Rewrite every line of the records below from the line with "Can you see the rake wheel hub" through the end of the records, swapping "black tire" for "rubber tire" and leaving everything else untouched.

________________

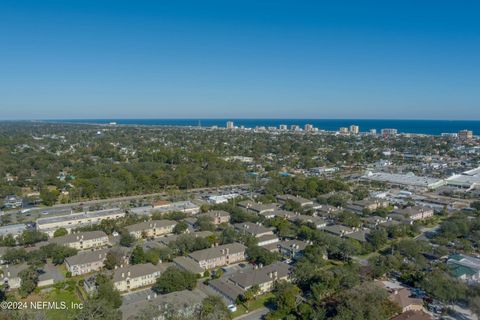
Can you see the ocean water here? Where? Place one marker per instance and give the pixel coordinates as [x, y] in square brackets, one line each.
[432, 127]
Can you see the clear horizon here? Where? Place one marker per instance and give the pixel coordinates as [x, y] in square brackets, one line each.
[305, 60]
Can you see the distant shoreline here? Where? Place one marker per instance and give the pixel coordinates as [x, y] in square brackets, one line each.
[427, 127]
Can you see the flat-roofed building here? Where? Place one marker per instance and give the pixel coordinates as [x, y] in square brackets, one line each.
[83, 240]
[11, 275]
[405, 180]
[219, 256]
[415, 213]
[217, 216]
[296, 199]
[253, 229]
[179, 206]
[257, 208]
[76, 220]
[151, 229]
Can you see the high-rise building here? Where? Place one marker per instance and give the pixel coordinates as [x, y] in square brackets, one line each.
[465, 134]
[308, 127]
[389, 132]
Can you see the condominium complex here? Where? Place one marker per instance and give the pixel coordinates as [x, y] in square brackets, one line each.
[135, 276]
[87, 262]
[151, 229]
[76, 220]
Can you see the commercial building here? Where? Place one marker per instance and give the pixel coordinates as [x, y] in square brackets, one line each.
[258, 208]
[415, 213]
[136, 276]
[14, 230]
[217, 216]
[11, 275]
[465, 134]
[83, 240]
[180, 206]
[389, 132]
[296, 199]
[76, 220]
[405, 180]
[219, 256]
[253, 229]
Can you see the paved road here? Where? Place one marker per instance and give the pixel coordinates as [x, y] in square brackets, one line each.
[254, 315]
[61, 209]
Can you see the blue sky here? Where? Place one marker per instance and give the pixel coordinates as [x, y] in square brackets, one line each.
[239, 59]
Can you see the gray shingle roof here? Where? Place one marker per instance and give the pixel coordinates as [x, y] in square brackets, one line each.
[216, 252]
[246, 279]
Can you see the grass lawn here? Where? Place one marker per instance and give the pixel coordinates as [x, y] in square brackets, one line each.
[257, 303]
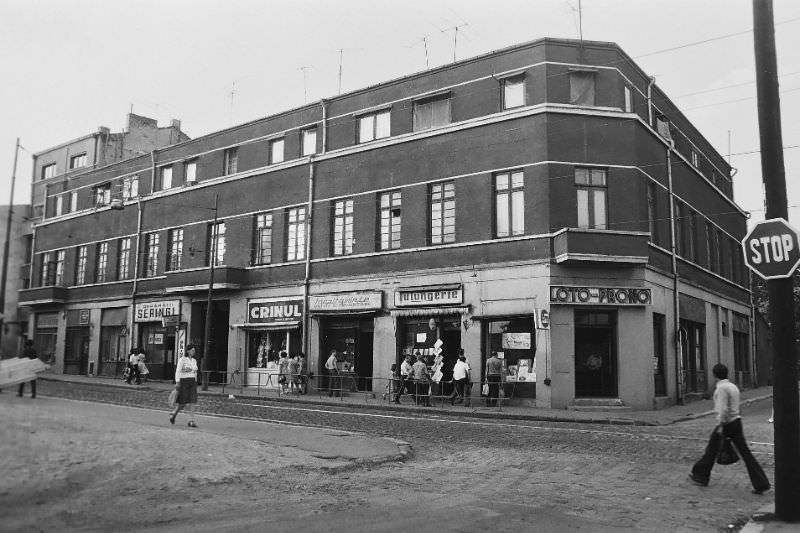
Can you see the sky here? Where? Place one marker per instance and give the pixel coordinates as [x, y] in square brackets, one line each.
[70, 66]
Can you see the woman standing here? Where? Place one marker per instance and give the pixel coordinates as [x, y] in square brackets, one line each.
[186, 385]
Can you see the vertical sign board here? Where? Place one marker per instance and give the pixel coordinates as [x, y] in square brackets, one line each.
[772, 249]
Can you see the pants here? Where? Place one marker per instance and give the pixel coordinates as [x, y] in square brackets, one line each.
[702, 468]
[22, 388]
[494, 389]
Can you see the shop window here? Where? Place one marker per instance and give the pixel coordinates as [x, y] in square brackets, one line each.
[591, 187]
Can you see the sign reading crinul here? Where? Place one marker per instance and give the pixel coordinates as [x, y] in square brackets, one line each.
[566, 294]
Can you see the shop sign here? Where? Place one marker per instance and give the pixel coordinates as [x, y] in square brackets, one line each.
[561, 294]
[155, 311]
[272, 311]
[420, 297]
[346, 301]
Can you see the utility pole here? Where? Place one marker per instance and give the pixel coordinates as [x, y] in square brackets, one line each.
[781, 308]
[6, 243]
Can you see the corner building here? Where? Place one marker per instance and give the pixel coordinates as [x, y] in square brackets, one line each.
[546, 201]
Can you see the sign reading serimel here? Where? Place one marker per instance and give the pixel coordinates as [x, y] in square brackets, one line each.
[155, 311]
[561, 294]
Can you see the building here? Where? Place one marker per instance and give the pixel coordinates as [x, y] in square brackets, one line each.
[546, 201]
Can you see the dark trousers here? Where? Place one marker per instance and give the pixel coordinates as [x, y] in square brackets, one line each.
[702, 468]
[22, 389]
[494, 389]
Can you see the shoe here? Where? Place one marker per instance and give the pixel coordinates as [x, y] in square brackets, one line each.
[697, 480]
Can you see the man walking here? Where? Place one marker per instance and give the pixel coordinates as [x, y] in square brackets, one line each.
[729, 425]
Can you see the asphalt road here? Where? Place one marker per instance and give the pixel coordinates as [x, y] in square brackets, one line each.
[466, 474]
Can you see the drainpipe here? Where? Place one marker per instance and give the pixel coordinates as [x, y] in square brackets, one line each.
[307, 277]
[679, 385]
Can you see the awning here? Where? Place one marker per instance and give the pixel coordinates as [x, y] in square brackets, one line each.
[289, 324]
[430, 311]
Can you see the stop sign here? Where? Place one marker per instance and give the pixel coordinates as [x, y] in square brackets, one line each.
[772, 249]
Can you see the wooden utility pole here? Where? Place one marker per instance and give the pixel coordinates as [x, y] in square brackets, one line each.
[781, 305]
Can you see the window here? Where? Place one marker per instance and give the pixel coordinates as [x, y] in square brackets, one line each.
[263, 237]
[443, 212]
[48, 171]
[581, 88]
[175, 247]
[80, 265]
[59, 268]
[296, 242]
[343, 227]
[230, 161]
[123, 266]
[216, 244]
[591, 189]
[190, 172]
[151, 242]
[431, 113]
[391, 218]
[652, 212]
[102, 195]
[374, 126]
[102, 262]
[309, 141]
[165, 179]
[77, 161]
[509, 202]
[276, 154]
[513, 92]
[130, 187]
[628, 99]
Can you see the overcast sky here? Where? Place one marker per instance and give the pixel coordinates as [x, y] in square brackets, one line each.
[69, 66]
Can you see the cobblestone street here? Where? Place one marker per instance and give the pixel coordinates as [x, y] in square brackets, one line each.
[466, 474]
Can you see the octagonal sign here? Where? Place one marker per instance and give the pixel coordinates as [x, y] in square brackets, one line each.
[772, 249]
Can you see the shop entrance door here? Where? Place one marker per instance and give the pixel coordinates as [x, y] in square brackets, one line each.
[595, 354]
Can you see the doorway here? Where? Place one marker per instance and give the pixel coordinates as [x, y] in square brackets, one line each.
[595, 354]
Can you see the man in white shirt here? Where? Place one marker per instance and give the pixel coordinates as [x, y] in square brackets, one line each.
[729, 425]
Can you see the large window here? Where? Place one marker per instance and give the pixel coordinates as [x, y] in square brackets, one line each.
[343, 227]
[591, 189]
[514, 92]
[296, 234]
[230, 161]
[80, 265]
[263, 239]
[432, 113]
[175, 246]
[123, 265]
[374, 126]
[443, 213]
[152, 242]
[581, 88]
[509, 203]
[216, 244]
[101, 263]
[390, 220]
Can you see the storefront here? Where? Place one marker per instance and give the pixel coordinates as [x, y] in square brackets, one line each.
[76, 344]
[347, 325]
[428, 322]
[157, 335]
[274, 325]
[113, 341]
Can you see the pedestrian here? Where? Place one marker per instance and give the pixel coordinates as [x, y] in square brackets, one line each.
[331, 367]
[186, 385]
[494, 373]
[422, 381]
[729, 425]
[461, 377]
[405, 376]
[30, 353]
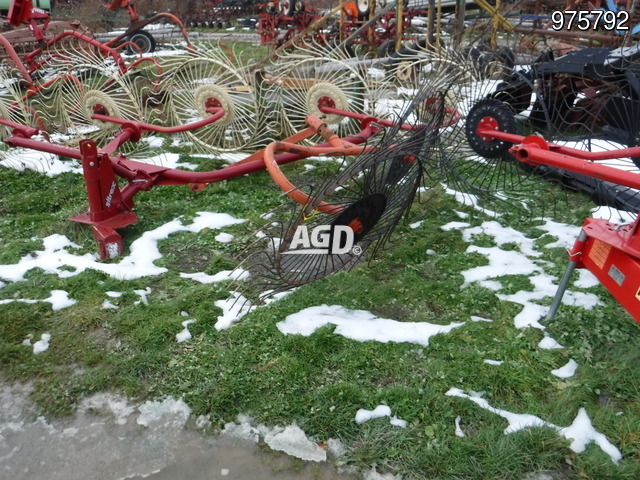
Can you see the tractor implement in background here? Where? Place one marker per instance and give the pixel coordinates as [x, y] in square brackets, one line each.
[610, 251]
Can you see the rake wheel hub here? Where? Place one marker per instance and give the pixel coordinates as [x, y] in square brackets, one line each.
[326, 94]
[207, 96]
[97, 101]
[487, 123]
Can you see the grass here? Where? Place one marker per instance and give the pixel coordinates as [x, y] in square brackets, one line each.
[320, 381]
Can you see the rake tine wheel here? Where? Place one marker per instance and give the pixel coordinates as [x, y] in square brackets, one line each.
[365, 196]
[300, 82]
[586, 99]
[208, 79]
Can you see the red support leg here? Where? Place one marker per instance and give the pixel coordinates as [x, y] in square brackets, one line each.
[107, 210]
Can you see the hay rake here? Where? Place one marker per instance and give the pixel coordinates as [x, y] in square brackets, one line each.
[368, 197]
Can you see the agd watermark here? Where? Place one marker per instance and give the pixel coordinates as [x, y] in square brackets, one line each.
[323, 240]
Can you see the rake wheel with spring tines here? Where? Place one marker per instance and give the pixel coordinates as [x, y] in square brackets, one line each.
[586, 99]
[303, 81]
[367, 194]
[209, 79]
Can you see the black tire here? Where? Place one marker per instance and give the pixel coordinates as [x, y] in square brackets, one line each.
[363, 9]
[143, 40]
[386, 48]
[505, 120]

________________

* **Correct result**:
Can you see the rake wheel hub here? Where? Place one marker per instance and give the pixel coordinates as [x, y] in square brackets, one line each.
[326, 94]
[207, 96]
[97, 101]
[487, 123]
Can you see the grass here? Where? Place one marker per instance and give the pixel coordinates as [x, y] in square brackets, one line each.
[320, 381]
Can you see the rake tine wheel here? Where? Place one marker per instance and give the pixel coordinates as [x, y] in square brackets, one line each.
[365, 196]
[300, 82]
[586, 99]
[208, 79]
Can you see the red support leg here? Where? Place one marker per instance and give the pixel coordinates as [x, y] in square brackets, one line each.
[107, 210]
Can you see the hay rake here? Where? Place one marker per instance and give the pixel coordinates as [x, y] in square brackets, one line each.
[368, 197]
Can you see the agd watermark here? Where? Place one marker per instance and give the pixel coordinates as [x, y] in square brackets, one line each.
[323, 240]
Can you see the rake wheel with spring tines here? Where? Place one marker per instance and give the pixel coordinates as [x, y] in square brackets, one line each.
[586, 99]
[303, 81]
[367, 194]
[209, 79]
Can you see the rubber tire here? Where? Place one marker per instance and give the pixel coordinates as [x, y] in square brackets, one line each.
[363, 9]
[143, 40]
[386, 48]
[505, 120]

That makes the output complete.